→ **Work to complete**
Copy all entries exactly.

→ **Excerpted records**
---------------

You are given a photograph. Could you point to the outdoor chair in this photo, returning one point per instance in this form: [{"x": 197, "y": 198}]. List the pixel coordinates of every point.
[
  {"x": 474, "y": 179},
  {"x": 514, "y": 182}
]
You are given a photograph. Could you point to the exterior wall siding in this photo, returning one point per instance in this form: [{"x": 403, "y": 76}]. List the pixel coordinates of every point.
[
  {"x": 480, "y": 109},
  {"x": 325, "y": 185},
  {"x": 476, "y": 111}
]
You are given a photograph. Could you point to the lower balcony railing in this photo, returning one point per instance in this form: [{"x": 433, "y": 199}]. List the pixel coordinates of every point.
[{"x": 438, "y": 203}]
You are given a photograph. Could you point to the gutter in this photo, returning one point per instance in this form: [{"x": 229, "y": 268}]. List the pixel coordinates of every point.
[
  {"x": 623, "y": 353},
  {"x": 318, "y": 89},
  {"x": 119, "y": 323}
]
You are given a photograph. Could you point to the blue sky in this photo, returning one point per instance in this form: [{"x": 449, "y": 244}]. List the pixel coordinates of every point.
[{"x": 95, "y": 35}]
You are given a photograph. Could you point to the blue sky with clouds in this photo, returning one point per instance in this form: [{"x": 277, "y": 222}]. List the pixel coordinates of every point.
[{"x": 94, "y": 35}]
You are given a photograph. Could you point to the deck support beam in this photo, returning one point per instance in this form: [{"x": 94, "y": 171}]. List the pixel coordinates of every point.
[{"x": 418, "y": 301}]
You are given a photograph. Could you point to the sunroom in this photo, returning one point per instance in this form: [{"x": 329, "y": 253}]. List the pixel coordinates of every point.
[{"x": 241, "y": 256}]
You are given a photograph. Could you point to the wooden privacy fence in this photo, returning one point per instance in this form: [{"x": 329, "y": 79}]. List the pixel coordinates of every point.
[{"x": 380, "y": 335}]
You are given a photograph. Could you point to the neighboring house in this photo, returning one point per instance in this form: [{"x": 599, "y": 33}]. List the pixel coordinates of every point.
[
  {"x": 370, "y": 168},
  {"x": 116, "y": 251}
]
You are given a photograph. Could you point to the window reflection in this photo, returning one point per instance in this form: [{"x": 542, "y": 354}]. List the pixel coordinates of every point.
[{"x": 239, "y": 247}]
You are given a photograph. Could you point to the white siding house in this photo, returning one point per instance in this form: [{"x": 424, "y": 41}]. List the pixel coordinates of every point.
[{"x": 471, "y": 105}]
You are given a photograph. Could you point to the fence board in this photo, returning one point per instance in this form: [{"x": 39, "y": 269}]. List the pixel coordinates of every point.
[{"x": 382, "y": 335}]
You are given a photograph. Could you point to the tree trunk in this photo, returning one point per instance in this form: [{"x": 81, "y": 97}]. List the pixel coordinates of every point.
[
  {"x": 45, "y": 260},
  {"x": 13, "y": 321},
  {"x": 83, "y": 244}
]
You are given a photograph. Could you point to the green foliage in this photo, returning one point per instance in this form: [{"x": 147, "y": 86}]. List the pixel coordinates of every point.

---------------

→ **Finished task**
You are given a photograph. Could you point to the outdoor chair in this photo, returning one point per instance in this form: [{"x": 197, "y": 198}]. List the pixel coordinates of every point.
[
  {"x": 474, "y": 179},
  {"x": 514, "y": 182}
]
You are given a photograph. Could you point to the exterior wall siding in this photo, returning one point per instance in this form: [{"x": 403, "y": 76}]. List the pixel coordinates of every point.
[
  {"x": 480, "y": 109},
  {"x": 325, "y": 185},
  {"x": 476, "y": 111}
]
You are given a photograph. Could you point to the lower balcony railing in this photo, returning one point per instance in this form: [{"x": 433, "y": 199}]. List the pixel coordinates of every point.
[{"x": 438, "y": 203}]
You are given a photograph. Could you point to the gutter in this photo, returning one point per instance in this form: [{"x": 229, "y": 268}]. List the pixel coordinates of every point.
[
  {"x": 623, "y": 353},
  {"x": 318, "y": 89},
  {"x": 119, "y": 323}
]
You are given a photograph. Could you point to the blue sky in this photo, returning one point per instance in this form: [{"x": 449, "y": 244}]. List the pixel coordinates of every point.
[{"x": 95, "y": 35}]
You are given a photograph. Could you point to the blue sky with clouds in this photo, returning one point per instance in this form: [{"x": 277, "y": 222}]. List the pixel coordinates of every point.
[{"x": 94, "y": 35}]
You are given a photograph. Could you point to the deck support beam in this photo, returning one point per instance in this form: [{"x": 94, "y": 171}]. List the pixel coordinates of every point.
[{"x": 418, "y": 301}]
You are given a photograph. Could you point to the sunroom in this photo, returning one point per instance in this form: [{"x": 329, "y": 253}]. List the pixel coordinates of every point.
[{"x": 241, "y": 256}]
You are given a photograph. Could you point to the wooden privacy fence in this photo, returning one point per instance in this form: [{"x": 329, "y": 79}]. List the pixel coordinates of every point.
[{"x": 380, "y": 335}]
You are given a photograph. Could you point to the neighboring house in this photo, returning one point per instance in this form: [{"x": 599, "y": 33}]. List the pixel coordinates of every point.
[
  {"x": 370, "y": 168},
  {"x": 116, "y": 251}
]
You are given a photograph. Could you point to the window reflection in this photo, returning one point per instance in this form: [{"x": 542, "y": 354}]. List the pixel coordinates of every point.
[{"x": 239, "y": 247}]
You are given a photograph. Could you point to the white siding house in this photo, returning one point per instance in this form: [{"x": 424, "y": 41}]. List the pixel coordinates of every point.
[{"x": 471, "y": 105}]
You are given a photograph. Could you point to the fence board in this photo, returning one point per instance in this form: [{"x": 39, "y": 269}]. List the pixel coordinates of every point.
[{"x": 382, "y": 335}]
You are given a photograph. Could you point to the tree trunk in this photo, returning one point per instance in this form: [{"x": 81, "y": 97}]. List the pixel coordinates of every point.
[
  {"x": 45, "y": 260},
  {"x": 13, "y": 321},
  {"x": 83, "y": 244}
]
You are given a photograph. Could you point to the green foliage in this photo, returning one point per instance in this form: [{"x": 147, "y": 86}]. List the pixel coordinates of every point.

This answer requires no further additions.